───── PROVIDED DATA ─────

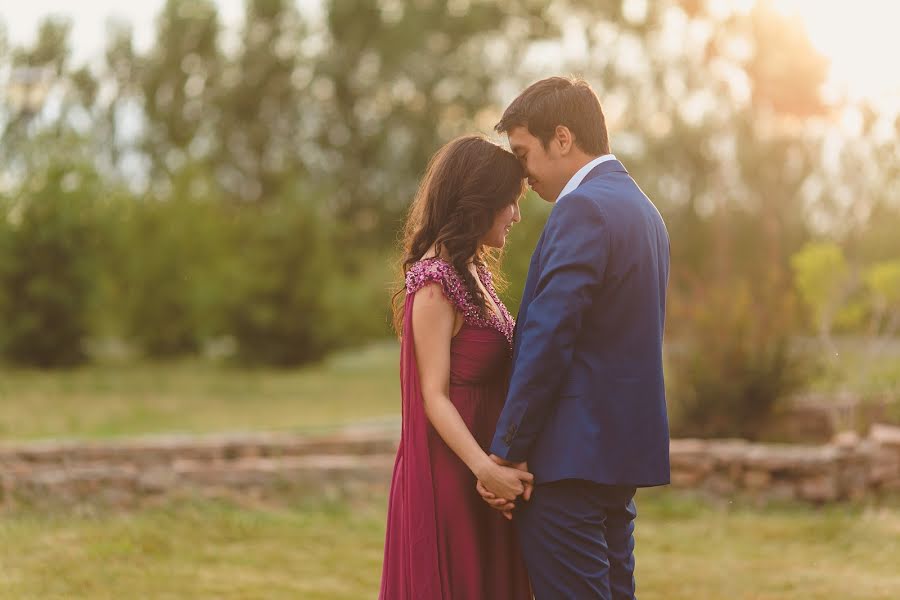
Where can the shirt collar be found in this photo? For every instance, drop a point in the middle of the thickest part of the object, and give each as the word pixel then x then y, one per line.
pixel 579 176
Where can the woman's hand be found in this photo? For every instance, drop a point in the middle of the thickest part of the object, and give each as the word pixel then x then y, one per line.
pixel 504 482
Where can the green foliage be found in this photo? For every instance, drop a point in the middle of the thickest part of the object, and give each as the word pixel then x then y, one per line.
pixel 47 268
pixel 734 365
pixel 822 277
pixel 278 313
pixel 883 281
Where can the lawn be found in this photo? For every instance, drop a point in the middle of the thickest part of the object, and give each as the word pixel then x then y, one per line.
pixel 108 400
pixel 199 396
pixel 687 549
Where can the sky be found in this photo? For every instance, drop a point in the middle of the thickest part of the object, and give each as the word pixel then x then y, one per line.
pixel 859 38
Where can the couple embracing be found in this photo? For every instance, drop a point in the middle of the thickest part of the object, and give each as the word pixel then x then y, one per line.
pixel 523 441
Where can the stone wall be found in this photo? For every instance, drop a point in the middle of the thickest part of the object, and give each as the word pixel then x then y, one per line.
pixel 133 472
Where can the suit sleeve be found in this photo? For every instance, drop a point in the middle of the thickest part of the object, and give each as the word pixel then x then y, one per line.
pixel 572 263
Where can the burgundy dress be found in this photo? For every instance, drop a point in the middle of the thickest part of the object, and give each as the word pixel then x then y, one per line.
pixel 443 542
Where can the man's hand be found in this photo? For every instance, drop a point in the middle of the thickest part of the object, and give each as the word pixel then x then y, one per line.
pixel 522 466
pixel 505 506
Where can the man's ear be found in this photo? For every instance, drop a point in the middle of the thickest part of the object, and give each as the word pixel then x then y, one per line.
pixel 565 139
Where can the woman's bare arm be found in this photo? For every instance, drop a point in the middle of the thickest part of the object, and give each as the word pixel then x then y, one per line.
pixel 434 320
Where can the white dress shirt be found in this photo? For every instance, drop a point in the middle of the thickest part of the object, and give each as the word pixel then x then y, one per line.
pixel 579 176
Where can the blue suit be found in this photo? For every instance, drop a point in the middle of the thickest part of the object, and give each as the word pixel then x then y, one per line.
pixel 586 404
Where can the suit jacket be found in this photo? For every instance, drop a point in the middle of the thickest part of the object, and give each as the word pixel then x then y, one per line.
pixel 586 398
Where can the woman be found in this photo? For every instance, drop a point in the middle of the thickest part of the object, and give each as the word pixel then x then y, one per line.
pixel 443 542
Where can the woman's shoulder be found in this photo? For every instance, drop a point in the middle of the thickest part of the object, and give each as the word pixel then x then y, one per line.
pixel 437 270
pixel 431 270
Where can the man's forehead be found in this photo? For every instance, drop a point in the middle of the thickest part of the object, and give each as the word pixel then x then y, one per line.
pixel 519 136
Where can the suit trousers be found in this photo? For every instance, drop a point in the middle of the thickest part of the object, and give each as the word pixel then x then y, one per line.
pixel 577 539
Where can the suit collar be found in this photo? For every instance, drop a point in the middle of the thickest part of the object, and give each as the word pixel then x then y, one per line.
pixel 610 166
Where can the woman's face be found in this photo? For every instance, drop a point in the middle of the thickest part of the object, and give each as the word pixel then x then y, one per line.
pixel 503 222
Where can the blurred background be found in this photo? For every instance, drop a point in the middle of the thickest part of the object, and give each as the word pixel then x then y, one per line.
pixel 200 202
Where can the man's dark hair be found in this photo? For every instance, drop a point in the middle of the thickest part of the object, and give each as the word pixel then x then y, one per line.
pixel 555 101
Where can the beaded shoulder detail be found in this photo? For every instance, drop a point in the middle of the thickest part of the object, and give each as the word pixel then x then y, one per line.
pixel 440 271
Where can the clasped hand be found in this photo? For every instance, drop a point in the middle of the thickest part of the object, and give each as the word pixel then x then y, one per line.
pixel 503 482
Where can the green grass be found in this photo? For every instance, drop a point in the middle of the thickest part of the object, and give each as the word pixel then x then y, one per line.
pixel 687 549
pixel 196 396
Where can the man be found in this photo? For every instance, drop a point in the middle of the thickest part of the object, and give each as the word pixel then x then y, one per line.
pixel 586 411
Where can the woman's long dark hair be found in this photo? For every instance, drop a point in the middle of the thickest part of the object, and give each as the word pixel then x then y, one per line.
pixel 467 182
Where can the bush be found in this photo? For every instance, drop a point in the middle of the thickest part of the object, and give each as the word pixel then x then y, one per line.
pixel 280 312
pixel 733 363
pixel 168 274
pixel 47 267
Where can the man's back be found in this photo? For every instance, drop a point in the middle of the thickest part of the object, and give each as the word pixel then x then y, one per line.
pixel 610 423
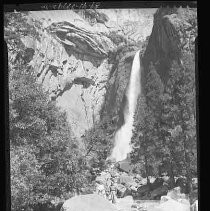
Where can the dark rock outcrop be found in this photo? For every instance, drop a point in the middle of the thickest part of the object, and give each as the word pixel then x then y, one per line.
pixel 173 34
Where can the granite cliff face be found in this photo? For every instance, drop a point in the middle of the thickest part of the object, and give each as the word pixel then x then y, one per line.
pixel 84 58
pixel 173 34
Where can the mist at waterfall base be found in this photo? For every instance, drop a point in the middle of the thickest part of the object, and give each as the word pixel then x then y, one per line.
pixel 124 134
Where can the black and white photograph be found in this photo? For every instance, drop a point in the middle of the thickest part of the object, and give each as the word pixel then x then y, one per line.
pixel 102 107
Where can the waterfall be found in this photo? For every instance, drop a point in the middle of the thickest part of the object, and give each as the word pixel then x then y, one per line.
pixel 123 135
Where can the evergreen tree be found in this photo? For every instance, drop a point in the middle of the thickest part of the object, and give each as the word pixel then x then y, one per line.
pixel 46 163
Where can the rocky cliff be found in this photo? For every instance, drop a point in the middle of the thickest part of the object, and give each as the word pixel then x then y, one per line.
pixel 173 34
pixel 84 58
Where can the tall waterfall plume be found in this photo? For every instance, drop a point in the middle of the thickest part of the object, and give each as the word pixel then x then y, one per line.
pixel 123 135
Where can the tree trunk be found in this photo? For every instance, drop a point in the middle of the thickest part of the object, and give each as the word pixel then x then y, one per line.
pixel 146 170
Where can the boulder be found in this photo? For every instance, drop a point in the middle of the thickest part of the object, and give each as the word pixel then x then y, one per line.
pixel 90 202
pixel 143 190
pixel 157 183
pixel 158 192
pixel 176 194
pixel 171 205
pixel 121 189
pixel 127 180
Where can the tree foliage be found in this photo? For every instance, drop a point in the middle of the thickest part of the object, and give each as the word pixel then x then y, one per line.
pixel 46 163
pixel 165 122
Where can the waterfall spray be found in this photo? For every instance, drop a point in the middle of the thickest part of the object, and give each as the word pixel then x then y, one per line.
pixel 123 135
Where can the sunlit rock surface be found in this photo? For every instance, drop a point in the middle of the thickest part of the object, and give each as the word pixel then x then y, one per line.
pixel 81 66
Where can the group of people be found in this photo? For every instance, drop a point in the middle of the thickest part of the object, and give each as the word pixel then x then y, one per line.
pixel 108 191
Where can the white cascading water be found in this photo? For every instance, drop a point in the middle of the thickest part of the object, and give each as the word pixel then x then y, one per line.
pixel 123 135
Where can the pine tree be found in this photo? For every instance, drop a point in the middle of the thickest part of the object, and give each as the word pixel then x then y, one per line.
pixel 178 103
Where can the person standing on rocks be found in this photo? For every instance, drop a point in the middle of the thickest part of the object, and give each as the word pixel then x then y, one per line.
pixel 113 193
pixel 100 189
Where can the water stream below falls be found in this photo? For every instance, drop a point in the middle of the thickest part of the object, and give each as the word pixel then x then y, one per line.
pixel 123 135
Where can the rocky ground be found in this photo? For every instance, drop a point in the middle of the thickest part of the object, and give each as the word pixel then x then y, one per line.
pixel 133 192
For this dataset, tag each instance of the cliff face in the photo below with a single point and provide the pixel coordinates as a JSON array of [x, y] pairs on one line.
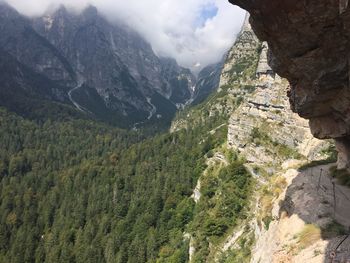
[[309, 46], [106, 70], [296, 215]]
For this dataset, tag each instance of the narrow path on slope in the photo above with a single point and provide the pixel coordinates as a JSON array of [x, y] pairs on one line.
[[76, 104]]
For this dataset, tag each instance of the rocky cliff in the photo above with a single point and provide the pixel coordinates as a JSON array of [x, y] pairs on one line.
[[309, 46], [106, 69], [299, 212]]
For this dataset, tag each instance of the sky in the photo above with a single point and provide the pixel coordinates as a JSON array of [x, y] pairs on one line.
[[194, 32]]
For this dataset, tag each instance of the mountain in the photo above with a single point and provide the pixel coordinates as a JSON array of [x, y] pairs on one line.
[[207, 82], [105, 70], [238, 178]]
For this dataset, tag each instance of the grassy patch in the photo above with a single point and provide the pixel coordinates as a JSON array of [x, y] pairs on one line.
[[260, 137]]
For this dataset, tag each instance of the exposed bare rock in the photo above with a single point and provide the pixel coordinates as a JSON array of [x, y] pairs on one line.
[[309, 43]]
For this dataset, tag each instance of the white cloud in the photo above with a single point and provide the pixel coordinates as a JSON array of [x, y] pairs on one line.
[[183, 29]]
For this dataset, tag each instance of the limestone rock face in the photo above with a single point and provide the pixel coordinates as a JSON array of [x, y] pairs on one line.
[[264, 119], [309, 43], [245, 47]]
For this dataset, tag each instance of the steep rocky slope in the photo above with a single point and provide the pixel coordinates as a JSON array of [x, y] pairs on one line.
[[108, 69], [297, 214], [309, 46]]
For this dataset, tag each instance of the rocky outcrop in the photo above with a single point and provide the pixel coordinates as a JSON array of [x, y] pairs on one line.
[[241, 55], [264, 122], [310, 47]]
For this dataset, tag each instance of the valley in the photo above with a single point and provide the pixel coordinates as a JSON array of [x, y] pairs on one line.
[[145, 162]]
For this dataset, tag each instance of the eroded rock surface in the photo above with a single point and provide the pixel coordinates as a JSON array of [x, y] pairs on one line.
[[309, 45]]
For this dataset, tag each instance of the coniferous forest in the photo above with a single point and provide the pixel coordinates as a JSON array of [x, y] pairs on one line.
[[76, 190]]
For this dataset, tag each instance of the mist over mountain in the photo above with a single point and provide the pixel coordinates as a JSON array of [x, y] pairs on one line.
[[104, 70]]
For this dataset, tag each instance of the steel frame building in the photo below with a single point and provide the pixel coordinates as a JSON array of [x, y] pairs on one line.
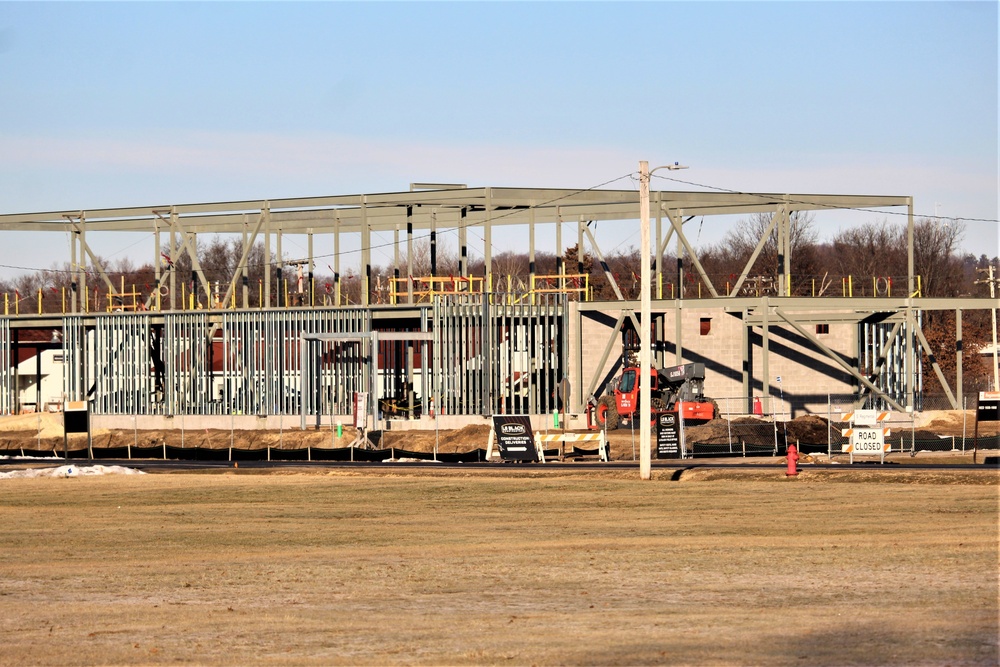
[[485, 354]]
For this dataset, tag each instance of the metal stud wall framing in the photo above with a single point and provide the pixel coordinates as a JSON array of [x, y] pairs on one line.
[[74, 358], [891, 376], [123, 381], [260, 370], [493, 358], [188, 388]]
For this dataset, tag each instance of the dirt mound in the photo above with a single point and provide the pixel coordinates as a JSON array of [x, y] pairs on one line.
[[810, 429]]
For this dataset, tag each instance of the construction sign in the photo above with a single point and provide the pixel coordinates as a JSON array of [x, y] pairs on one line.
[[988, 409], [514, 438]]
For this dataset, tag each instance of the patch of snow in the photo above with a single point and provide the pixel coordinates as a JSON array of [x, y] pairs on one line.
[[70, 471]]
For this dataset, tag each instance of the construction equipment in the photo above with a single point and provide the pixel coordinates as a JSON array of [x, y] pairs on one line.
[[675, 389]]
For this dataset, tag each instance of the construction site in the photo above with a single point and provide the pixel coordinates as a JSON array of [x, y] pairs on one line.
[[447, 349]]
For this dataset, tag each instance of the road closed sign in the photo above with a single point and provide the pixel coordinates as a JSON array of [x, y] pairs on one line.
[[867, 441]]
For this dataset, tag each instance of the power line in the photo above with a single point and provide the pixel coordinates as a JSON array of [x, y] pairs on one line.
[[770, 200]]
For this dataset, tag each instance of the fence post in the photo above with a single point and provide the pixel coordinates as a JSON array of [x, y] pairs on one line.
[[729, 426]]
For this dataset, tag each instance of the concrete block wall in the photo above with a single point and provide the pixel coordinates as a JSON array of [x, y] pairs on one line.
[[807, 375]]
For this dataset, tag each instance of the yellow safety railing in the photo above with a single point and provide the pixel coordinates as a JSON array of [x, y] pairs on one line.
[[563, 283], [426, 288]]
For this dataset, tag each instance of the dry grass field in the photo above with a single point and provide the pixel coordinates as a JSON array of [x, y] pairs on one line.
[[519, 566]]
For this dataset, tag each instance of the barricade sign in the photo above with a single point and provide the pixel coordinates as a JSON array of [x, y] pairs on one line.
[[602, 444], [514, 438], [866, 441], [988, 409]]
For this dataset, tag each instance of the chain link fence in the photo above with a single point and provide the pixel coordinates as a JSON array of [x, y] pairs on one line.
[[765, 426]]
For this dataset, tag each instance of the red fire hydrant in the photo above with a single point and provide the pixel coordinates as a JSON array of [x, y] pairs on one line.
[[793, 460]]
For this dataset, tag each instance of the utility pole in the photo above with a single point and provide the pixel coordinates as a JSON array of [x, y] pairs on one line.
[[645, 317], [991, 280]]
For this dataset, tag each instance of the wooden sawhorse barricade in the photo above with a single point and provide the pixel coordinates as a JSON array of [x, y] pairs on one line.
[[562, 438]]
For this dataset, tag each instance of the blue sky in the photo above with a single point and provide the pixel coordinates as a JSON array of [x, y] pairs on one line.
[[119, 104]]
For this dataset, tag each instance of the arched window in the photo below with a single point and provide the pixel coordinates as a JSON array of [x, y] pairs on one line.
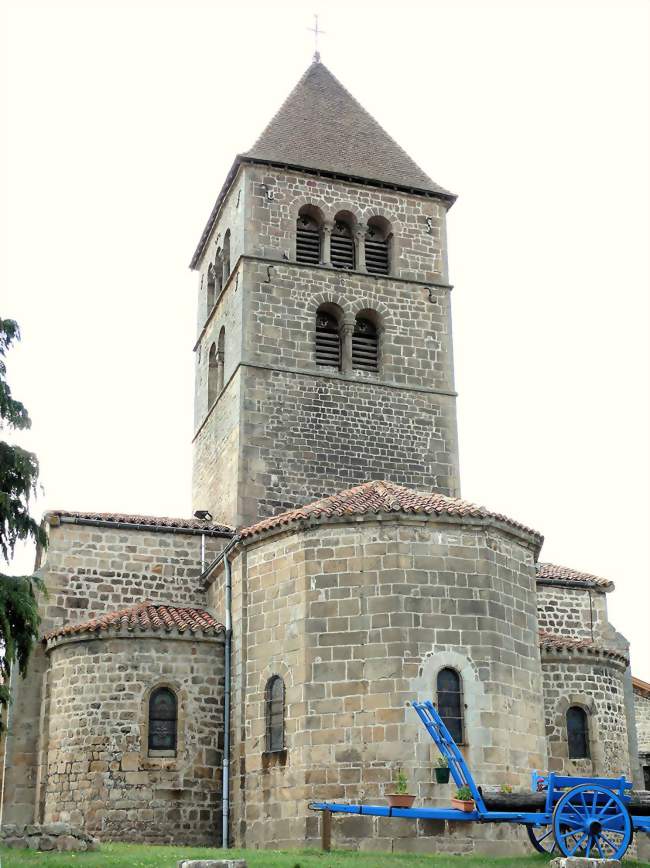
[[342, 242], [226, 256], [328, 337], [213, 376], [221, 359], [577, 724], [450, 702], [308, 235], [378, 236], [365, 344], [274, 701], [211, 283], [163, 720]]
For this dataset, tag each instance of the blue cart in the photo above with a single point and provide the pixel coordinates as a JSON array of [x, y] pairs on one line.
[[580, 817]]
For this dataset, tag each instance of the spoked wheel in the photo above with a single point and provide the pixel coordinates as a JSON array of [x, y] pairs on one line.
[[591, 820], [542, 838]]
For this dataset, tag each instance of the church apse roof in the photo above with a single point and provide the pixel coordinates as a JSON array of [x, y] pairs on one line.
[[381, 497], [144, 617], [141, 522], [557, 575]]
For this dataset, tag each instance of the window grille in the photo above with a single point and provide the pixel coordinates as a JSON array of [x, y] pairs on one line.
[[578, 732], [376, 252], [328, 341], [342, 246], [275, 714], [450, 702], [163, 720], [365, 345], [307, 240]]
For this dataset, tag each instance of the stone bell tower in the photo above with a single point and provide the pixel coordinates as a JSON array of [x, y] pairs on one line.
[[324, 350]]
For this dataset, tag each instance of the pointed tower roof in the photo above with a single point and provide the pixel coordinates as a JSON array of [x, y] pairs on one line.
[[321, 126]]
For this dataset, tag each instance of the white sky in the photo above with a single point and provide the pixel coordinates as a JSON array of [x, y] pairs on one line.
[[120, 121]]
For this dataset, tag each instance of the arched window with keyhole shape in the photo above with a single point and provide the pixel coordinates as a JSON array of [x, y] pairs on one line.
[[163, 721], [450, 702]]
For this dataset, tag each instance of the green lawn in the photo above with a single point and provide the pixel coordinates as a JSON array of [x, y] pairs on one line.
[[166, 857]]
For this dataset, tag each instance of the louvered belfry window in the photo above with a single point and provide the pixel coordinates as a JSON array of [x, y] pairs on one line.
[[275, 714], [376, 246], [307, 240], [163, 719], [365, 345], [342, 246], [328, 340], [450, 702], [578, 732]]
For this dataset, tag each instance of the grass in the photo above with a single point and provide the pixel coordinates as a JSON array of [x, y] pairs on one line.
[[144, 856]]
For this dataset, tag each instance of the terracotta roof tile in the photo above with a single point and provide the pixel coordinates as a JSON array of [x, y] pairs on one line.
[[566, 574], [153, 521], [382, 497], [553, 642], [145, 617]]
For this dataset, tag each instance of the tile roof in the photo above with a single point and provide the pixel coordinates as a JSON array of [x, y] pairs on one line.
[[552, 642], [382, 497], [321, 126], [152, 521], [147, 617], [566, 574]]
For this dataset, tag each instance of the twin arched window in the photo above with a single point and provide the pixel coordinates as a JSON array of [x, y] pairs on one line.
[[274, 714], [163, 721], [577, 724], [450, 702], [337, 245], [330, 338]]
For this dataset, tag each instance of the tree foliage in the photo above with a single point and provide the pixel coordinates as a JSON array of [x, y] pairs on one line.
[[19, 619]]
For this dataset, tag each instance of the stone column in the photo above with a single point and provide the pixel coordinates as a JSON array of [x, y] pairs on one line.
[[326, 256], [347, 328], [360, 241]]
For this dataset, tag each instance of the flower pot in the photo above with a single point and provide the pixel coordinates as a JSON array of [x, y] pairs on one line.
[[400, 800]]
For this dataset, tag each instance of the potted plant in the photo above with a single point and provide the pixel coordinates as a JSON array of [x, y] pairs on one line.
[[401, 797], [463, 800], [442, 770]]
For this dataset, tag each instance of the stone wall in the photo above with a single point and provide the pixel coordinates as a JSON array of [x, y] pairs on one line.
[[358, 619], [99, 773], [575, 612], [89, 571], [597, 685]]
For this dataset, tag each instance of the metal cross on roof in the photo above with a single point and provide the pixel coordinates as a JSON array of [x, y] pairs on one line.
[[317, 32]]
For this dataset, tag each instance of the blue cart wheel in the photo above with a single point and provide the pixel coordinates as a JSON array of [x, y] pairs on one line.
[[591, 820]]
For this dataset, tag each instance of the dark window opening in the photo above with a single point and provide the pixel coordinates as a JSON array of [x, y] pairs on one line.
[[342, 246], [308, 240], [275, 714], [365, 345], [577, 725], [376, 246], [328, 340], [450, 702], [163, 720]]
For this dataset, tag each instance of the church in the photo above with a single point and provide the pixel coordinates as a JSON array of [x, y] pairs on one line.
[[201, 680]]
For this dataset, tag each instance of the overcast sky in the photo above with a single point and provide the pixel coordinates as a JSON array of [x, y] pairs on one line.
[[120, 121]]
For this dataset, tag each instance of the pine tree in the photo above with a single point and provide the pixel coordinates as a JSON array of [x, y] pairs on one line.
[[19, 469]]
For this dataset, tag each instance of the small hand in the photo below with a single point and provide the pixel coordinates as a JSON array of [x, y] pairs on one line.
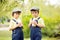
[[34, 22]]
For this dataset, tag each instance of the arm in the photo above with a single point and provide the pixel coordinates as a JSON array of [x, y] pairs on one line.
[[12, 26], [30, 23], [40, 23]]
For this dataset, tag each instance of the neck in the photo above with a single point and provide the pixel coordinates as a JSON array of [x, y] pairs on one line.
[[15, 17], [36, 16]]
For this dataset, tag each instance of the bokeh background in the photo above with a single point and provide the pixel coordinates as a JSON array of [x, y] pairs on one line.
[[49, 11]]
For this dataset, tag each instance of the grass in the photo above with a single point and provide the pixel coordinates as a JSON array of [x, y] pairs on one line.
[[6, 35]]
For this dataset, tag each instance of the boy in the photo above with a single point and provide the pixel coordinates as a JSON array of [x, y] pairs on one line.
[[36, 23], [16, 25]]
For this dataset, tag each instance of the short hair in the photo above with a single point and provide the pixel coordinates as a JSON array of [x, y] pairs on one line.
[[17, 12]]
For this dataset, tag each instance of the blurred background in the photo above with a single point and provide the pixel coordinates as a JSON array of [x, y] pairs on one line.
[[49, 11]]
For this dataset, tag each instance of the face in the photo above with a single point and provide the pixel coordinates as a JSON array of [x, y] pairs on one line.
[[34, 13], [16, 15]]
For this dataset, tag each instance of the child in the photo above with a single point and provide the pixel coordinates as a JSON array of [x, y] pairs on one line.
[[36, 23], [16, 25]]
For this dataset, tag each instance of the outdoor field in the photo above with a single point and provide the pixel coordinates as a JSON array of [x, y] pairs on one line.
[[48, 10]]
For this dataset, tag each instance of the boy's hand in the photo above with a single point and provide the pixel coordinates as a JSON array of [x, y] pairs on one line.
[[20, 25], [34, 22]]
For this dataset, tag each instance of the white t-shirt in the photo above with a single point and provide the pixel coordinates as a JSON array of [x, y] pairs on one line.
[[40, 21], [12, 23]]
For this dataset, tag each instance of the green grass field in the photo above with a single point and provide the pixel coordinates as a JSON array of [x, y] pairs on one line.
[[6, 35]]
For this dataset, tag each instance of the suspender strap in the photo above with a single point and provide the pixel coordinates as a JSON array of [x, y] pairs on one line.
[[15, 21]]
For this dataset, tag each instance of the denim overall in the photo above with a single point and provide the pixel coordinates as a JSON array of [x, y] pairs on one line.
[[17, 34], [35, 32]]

─────

#### WHAT TO PRODUCE:
Find "For this dataset, tag each instance of the denim" in the records above. Repeat its line and every later line exactly, through the last one.

#### ANSWER SPACE:
For this dataset, tag each instance of the denim overall in the photo above with a single point and provide the pixel coordinates as a JSON array of [x, y] pairs on one line.
[[17, 34], [35, 32]]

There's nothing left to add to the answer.